(GIVEN DATA)
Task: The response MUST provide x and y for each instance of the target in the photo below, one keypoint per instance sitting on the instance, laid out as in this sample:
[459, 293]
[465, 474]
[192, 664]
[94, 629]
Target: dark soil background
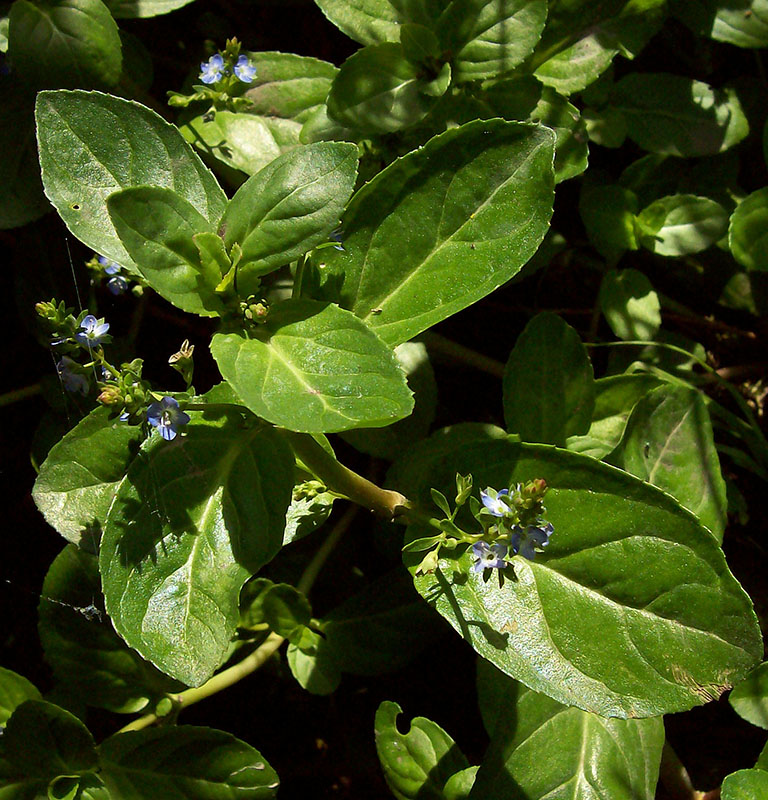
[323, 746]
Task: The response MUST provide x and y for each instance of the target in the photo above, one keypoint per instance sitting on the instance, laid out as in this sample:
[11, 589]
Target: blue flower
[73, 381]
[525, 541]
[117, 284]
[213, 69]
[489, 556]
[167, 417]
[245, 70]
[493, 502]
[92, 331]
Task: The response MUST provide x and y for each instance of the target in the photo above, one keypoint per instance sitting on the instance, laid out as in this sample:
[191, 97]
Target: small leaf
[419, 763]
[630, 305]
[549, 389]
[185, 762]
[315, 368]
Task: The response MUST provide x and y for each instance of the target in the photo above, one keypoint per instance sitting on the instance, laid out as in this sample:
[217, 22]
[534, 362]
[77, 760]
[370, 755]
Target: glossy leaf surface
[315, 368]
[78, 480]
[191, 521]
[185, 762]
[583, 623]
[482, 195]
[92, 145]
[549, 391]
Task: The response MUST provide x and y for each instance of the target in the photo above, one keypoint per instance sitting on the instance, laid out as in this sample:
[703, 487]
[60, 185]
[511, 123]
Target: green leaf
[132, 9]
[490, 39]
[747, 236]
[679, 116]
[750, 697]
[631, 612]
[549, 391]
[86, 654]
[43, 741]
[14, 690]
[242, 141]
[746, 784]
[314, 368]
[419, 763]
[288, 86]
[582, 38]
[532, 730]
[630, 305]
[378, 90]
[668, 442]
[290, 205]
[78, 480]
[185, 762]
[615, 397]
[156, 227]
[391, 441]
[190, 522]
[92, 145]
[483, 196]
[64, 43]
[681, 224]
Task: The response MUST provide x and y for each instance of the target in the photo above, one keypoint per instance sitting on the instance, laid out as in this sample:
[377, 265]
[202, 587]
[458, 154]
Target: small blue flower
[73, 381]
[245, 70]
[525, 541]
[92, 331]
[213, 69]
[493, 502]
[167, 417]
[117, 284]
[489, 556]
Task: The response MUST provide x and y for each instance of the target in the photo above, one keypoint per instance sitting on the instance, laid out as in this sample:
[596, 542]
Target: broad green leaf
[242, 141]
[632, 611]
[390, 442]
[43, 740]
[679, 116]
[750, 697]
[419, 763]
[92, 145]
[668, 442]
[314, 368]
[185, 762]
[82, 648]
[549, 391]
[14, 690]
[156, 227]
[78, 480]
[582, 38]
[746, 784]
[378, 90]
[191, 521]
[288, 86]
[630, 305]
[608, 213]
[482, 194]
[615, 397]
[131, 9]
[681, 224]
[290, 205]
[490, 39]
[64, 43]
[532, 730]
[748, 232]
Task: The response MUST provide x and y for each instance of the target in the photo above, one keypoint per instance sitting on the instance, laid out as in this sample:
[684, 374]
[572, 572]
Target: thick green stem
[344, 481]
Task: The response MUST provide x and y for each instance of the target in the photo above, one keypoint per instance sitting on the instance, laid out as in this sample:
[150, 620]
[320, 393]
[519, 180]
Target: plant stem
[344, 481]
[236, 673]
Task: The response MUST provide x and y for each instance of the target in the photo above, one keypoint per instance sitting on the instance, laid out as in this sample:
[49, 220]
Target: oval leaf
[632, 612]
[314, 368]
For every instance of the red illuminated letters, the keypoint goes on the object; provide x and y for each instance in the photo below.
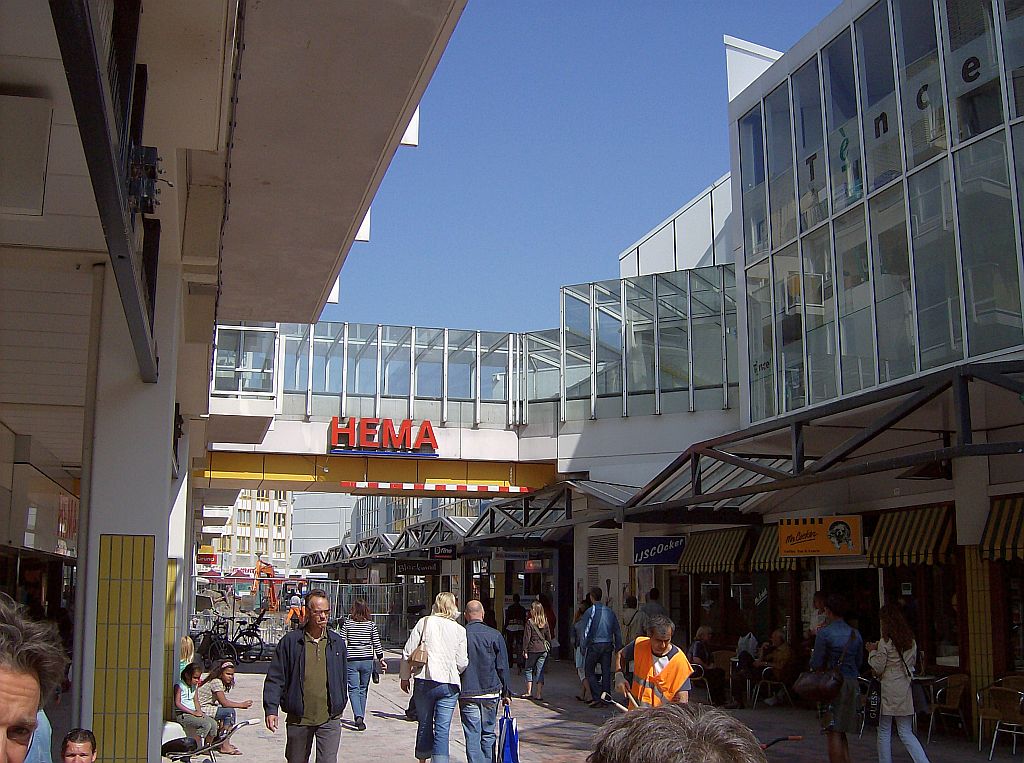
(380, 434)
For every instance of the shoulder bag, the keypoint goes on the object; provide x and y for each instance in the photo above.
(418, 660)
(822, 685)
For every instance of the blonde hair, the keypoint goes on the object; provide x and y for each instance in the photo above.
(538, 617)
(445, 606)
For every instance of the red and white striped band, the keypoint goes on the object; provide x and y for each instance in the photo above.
(End GIVEN DATA)
WHAT YOU HAVE TO DO>
Set every entry down again word for word, but not the pictures.

ANSWER BELOW>
Task: The response MUST provide x and y for each instance of the target in the photo below, one keypoint per instance sitting on the instance, laid out as in this sample:
[459, 293]
[465, 474]
[192, 664]
[94, 629]
Target: dark soil background
[323, 746]
Task: The response MUST provide x and y for each instance of the target in the photo above, one keypoint per instance sitting on the instance, laid out as in this sample:
[11, 589]
Target: blue flower
[73, 381]
[525, 541]
[117, 284]
[213, 69]
[489, 556]
[167, 417]
[245, 70]
[493, 502]
[92, 331]
Task: The response MUST provide x and y for each instance of the target in the photo above, one keypoint per instance sitting on the instance, laid out as in this sample:
[191, 97]
Target: small leaf
[419, 763]
[630, 305]
[549, 389]
[185, 762]
[315, 368]
Task: The response MUST provide x and y for each instance of the target in the photo above, one keypoint per instance sitting on the instance, laid out as in this sample:
[217, 22]
[534, 362]
[77, 760]
[370, 755]
Target: glossy leaf surface
[315, 368]
[78, 480]
[191, 521]
[185, 762]
[583, 623]
[482, 195]
[92, 145]
[549, 391]
Task: The response MUST provide x and y for each instance of the target in the photo above, one keypoint per instance sitting on the instance, laid out as in this sample:
[703, 487]
[60, 185]
[511, 123]
Target: green leaf
[132, 9]
[490, 39]
[747, 236]
[679, 116]
[750, 697]
[631, 612]
[549, 391]
[86, 654]
[43, 741]
[14, 690]
[242, 141]
[746, 784]
[314, 368]
[419, 763]
[288, 86]
[582, 38]
[532, 730]
[630, 305]
[378, 90]
[668, 442]
[290, 205]
[78, 480]
[185, 762]
[615, 397]
[156, 227]
[391, 441]
[190, 522]
[92, 145]
[483, 196]
[64, 43]
[681, 224]
Task: The response MUST provide x and y for each instance of the target in the photo above, one keypoint per instance sitting on the instance, laid out as in this sample:
[377, 265]
[202, 587]
[458, 154]
Target: small blue flower
[73, 381]
[245, 70]
[525, 541]
[92, 331]
[213, 69]
[493, 502]
[167, 417]
[117, 284]
[489, 556]
Task: The response MUST provide x and y for each instance of the target in the photo above, one keypoint per instance sitting on the instance, laid out as in this sample:
[596, 542]
Target: broad green leaf
[242, 141]
[632, 611]
[390, 442]
[43, 740]
[679, 116]
[750, 697]
[419, 763]
[92, 145]
[668, 442]
[314, 368]
[185, 762]
[82, 648]
[549, 391]
[14, 690]
[156, 227]
[78, 480]
[582, 38]
[746, 784]
[378, 90]
[191, 521]
[288, 86]
[630, 305]
[608, 213]
[482, 194]
[615, 397]
[131, 9]
[681, 224]
[290, 205]
[490, 39]
[64, 43]
[532, 730]
[748, 232]
Task: The response MUST provide x and y for each instance of the target in the photo above, one keypoint per instance sitting on the instance, laid out as in this sample:
[684, 374]
[572, 572]
Target: thick green stem
[344, 481]
Task: The response MUST provide x and y for each instance of the target in the photo above, one keypoint per instance sitting on the instance, laid out as in this sample:
[150, 620]
[320, 393]
[519, 180]
Target: plant stem
[344, 481]
[236, 673]
Task: The response MUST provide x and y for each instance of the target in the photo above, one keypoint per instance sitting on the instance, laid out as in this sample:
[49, 220]
Target: oval leaf
[632, 612]
[314, 368]
For every instance of the red illuminated letters, the keypoint goes on the object; provide x and y for each instance in the photo below.
(380, 434)
For every instance of the shoulder bag, the keypoint goes on the object; provide x and y for each instance in the photo above.
(418, 660)
(822, 685)
For every instance of the blonde hair, the keypoint goes on the object; provide x and y for each instance in the photo above.
(538, 617)
(445, 606)
For every instance of the red and white striped band, the keypoint goes on the object; provide x and y for each instance in the photo above.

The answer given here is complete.